• TASKS AND EXERCISES
1/ In the news item about the Paris child health record system, list everything it says NHS staff will be able to manage more effectively.
2/ Pick up the news item about the Paris child health record system after its final sentence and keep it going.

• DOCUMENT EXCERPT
Paris on the Mersey
- 18 January 2010
St Helens and Knowsley Teaching Hospitals NHS Trust has chosen Logica to provide the Paris system to support child health and community services in the North West.
The Paris shared record system will be used primarily as a case management system to support two North West PCTs; NHS Halton and St Helens and NHS Knowsley.
Implementation of Paris will be carried out during 2010 and will provide sharable electronic child health records across the two PCTs. Once implemented, the new system will enable children’s health records to be tracked from birth through to education.
NHS staff will be able to manage medical issues, immunisation requirements and health alerts more effectively.
Once in place, the system will also continue to advance record keeping and workflow in other community health services, enabling the PCTs to work more closely together for improved service provision.
The new Paris system will replace a variety of paper systems and Comwise systems dating back 20-plus years.
Later stages of the project will see links established with local education services and national NHS systems including Choose and Book.
Paul Goss, senior consultant, e-health, for Logica, told EHI the PCTs will gain the benefits of a shared common system that is “partitioned” to severely limit the number of clinicians able to view the records of children not registered to their PCT.
“It’s a single partitioned database that includes a central data entry function,” explained Goss. The implementation will include roles-based access.
The procurement was carried out by the local health informatics service, based within St Helens and Knowsley Teaching Hospitals NHS Trust.

• STUDY MATERIAL
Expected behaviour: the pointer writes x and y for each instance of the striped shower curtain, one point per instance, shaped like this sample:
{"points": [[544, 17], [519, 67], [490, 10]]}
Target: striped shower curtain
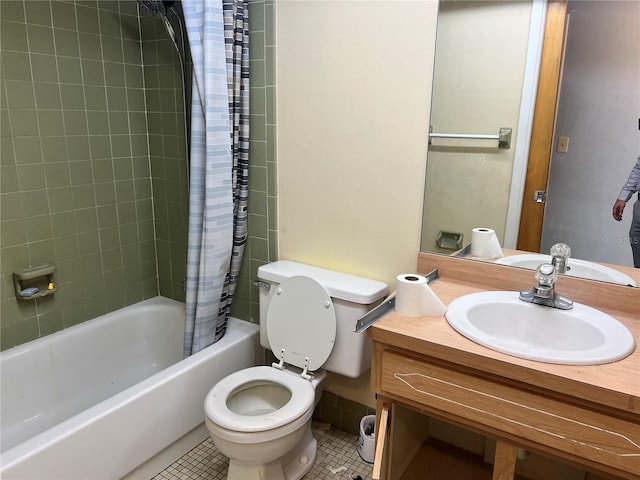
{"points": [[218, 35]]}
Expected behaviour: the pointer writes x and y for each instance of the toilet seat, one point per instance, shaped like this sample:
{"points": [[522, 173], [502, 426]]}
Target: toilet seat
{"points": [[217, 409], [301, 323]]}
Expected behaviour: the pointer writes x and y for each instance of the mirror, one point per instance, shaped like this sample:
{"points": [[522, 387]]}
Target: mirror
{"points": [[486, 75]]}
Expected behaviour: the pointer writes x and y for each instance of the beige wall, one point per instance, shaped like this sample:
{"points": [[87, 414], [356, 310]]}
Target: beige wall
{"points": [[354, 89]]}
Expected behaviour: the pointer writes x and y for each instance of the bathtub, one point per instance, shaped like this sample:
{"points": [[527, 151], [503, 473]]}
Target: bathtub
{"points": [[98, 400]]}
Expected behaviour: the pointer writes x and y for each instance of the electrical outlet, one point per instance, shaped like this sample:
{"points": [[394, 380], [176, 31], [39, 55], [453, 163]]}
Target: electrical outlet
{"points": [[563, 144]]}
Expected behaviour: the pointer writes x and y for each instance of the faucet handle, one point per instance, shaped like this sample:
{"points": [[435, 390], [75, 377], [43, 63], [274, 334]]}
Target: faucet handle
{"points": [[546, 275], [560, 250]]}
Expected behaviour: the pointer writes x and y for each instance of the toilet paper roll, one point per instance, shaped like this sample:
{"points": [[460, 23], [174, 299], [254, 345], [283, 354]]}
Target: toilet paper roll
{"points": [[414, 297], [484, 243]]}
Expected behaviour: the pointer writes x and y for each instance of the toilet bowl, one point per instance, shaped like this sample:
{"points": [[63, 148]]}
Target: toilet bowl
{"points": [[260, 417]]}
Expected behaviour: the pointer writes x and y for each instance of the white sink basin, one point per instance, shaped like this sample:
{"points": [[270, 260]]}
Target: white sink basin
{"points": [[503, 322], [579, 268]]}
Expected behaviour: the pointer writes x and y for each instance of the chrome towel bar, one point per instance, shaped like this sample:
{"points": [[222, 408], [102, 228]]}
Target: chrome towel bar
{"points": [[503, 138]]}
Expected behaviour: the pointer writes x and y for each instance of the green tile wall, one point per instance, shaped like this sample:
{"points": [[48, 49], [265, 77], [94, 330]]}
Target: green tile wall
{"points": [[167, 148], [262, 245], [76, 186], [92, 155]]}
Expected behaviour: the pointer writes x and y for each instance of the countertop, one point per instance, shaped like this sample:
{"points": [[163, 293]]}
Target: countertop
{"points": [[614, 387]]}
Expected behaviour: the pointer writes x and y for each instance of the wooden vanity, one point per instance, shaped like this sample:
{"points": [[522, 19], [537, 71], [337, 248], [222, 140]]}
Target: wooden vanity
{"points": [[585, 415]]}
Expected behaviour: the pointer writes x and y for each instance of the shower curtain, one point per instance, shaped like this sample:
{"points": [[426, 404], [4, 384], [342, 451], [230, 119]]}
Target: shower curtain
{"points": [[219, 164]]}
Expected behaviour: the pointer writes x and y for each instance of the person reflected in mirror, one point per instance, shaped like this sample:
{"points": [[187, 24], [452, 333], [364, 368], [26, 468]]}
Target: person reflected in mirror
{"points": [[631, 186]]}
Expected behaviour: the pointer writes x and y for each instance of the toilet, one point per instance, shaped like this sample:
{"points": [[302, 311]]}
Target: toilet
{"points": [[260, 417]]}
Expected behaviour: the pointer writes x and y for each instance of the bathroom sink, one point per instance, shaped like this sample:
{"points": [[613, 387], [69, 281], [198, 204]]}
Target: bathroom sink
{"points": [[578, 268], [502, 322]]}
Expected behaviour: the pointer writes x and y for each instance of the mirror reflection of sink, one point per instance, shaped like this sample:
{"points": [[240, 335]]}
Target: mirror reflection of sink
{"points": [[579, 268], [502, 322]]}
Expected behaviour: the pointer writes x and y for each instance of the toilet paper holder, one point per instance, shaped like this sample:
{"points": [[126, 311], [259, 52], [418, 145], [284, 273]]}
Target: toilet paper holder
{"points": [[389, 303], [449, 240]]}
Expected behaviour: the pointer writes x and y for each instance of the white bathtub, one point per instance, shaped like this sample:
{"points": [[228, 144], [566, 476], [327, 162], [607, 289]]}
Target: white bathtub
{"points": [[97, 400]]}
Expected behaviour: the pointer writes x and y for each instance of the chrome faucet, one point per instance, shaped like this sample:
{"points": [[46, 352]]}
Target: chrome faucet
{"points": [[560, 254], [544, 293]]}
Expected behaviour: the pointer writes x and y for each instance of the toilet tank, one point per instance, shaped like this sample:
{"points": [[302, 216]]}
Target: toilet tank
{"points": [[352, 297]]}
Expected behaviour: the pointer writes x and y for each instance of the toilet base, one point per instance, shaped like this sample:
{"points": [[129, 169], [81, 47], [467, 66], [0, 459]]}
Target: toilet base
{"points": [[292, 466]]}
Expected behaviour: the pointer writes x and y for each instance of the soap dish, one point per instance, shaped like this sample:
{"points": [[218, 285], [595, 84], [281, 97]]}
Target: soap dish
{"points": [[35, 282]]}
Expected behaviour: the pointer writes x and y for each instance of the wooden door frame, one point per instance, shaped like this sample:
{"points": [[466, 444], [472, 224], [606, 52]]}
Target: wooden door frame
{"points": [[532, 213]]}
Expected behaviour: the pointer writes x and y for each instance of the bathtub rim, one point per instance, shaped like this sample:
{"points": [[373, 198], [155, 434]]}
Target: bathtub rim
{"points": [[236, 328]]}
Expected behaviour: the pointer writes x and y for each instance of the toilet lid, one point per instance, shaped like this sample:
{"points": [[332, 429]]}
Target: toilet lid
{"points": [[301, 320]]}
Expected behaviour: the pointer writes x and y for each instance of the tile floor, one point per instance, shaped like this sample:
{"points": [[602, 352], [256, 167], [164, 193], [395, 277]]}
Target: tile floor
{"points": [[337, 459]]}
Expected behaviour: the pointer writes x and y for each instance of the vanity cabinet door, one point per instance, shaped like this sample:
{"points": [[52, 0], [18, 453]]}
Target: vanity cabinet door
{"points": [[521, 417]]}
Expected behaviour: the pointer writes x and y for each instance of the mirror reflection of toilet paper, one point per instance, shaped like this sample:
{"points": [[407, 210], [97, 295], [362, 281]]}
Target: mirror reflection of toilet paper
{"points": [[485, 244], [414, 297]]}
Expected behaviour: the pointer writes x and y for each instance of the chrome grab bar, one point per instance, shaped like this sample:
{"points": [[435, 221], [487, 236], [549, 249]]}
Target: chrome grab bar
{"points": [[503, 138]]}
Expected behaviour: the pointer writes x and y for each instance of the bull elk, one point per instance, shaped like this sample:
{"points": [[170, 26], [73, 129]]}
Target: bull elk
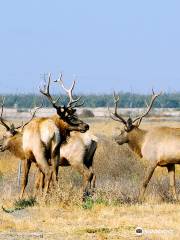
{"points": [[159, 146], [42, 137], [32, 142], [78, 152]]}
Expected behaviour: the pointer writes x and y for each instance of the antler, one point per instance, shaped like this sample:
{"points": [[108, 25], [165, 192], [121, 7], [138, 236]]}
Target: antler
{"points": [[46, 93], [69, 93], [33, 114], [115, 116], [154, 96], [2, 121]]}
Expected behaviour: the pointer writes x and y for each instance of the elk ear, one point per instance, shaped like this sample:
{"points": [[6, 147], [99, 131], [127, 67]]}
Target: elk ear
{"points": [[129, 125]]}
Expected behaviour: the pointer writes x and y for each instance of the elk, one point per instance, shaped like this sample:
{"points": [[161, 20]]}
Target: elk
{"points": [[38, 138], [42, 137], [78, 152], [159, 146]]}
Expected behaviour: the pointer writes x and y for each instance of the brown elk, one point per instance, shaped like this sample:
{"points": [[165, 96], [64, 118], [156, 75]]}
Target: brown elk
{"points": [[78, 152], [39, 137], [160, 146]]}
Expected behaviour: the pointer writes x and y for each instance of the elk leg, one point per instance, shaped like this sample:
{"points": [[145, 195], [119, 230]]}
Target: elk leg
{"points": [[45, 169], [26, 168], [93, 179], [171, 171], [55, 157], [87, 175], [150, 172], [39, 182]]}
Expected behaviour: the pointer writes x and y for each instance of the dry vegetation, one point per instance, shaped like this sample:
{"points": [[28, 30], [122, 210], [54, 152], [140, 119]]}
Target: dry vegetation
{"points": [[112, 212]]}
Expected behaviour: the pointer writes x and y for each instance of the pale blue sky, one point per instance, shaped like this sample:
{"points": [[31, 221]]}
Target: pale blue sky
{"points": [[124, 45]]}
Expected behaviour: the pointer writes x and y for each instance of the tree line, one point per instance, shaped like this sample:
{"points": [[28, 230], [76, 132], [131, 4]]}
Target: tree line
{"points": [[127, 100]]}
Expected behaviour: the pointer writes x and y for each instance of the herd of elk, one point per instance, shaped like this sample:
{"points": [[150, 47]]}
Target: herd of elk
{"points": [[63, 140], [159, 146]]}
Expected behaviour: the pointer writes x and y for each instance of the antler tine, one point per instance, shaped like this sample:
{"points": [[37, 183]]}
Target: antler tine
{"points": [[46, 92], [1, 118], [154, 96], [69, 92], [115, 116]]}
--
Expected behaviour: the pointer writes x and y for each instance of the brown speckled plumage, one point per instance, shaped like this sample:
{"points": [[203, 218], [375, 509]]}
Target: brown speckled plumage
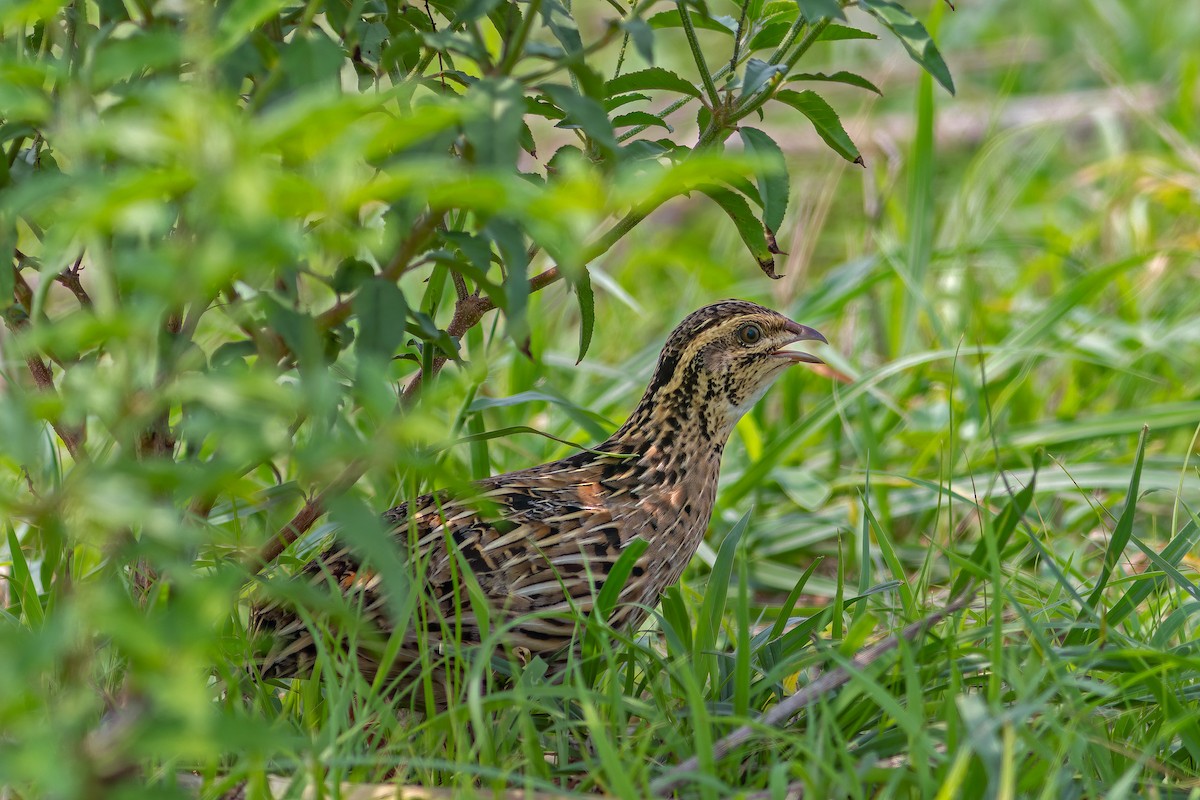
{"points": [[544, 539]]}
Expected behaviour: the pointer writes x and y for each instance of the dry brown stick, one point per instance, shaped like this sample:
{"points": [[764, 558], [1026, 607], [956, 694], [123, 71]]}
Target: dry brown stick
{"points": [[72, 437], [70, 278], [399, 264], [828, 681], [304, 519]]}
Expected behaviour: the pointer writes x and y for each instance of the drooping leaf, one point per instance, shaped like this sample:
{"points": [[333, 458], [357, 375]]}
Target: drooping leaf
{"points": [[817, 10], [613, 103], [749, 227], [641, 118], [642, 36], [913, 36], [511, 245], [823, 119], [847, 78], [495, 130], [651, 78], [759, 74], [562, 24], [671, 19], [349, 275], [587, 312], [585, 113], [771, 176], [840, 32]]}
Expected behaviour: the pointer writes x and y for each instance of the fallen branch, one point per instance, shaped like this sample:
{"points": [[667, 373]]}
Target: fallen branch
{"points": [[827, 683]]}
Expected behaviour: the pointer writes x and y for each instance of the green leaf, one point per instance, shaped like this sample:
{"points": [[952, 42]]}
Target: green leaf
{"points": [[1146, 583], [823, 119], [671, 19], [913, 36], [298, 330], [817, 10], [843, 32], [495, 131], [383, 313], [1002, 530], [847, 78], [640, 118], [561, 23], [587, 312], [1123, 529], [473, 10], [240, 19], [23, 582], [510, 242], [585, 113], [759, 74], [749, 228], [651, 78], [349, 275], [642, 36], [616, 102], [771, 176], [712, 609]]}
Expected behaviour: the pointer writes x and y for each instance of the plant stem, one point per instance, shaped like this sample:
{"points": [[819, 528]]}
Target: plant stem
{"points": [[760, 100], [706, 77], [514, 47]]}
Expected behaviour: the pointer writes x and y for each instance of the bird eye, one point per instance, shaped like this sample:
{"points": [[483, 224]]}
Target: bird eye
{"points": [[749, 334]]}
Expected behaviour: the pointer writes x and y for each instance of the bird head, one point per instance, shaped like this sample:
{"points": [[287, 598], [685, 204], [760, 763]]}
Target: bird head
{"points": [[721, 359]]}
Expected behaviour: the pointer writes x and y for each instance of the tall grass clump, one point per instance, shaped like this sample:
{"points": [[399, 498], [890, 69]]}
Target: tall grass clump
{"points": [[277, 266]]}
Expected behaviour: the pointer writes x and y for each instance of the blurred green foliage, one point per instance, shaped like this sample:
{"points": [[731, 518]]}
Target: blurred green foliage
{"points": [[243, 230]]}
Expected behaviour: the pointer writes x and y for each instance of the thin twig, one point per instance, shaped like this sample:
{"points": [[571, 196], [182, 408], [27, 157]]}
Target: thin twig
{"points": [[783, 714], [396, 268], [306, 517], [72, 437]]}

• PER-TASK OUTPUTS
1/
- medical issues
- immunisation requirements
- health alerts

2/
Logica will act as prime contractor in the deal, sub-contracting Civica Health and Social Care to provide its Paris system, developed by the specialist software developer In4Tek – acquired by Civica in 2009.
Logica and Civica will provide implementation, data migration, and other technical services including training on user designed screens and reports. The project is due to be completed in 2010.
Neil Darvill, director of informatics at St Helens and Knowsley Teaching Hospitals NHS Trust, said: “We wanted to make better use of the existing data and relationships that we had.
"Plus at the same time, to build a scalable system that would allow us to increase interaction and sharing across the different divisions of the trusts and within the local community.”
He said the new system will allow the PCTs to improve current work processes, while managing future child and community health more effectively, “through better planning, tracking, and referral and escalation of cases."
Chris George, director of Health and Devolved Government at Logica, concluded: “Technology has enabled care services to become increasingly collaborative.”